§ **EXTRAIT DE PAGE**
Les dialogues entre Singleton, qui a tout oublié de la guerre, et les vétérans qui ont gardé tous leurs souvenirs, sont fascinants. En effet, certains vétérans ne peuvent pas bénéficier du traitement, à l'instar des mutilés ou de ceux qui ont combattu il y a longtemps (guerre de Corée, Seconde guerre mondiale). Ceux-là n'ont pas d'autre choix que de vivre avec leurs traumatismes et d'y faire face. Vivraient-ils mieux en oubliant complètement ce qu'ils ont vécu ? Effacer les souvenirs douloureux s'avère-t-il réellement efficace pour vivre une vie "normale" ? David Means nous offre des pistes de réflexion intéressantes en confrontant Singleton et les autres vétérans non "repliés". 

Hystopia regorge de personnages fascinants, mais le personnage central de cette histoire, c'est bel et bien Eugene Allen. Ce jeune homme de 22 ans, vétéran, traumatisé par la guerre et la mort de sa sœur, s'est donné la mort parce qu'il ne pouvait pas surmonter les horreurs qu'il a vécues. On se rend compte que l'écriture de son roman a été pour lui une sorte de défouloir, un cri de colère et une manière de réécrire la destinée de sa sœur, dont la vie s'est brisée tragiquement. Construire et faire évoluer le personnage de Meg a donné une sorte de seconde vie à sa sœur. Elle ne s'est pas enfuie du centre, elle a été enlevée de force. Elle n'a pas fait de mauvaise rencontre, elle a rencontré l'homme qui lui a sauvé la vie : Hank, l'homme proche de la nature, tel qu'Eugene l'a été à un moment de sa vie. Hystopia explore massivement la douleur, les effets de la drogue, la violence et la colère, mais c'est aussi un roman d'une intense poésie.

§ **BLOC DE DONNÉES**
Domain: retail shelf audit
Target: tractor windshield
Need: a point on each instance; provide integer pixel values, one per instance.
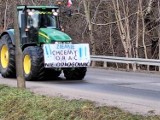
(41, 19)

§ **VOTRE OBJECTIF**
En vous appuyant sur l'extrait consacré à Hystopia, expliquez en une à trois phrases pourquoi Eugene Allen s'est donné la mort.

§ **RÉSULTAT**
Eugene Allen, vétéran de 22 ans, était traumatisé par la guerre et par la mort de sa sœur. Il s'est donné la mort parce qu'il ne pouvait pas surmonter les horreurs qu'il avait vécues.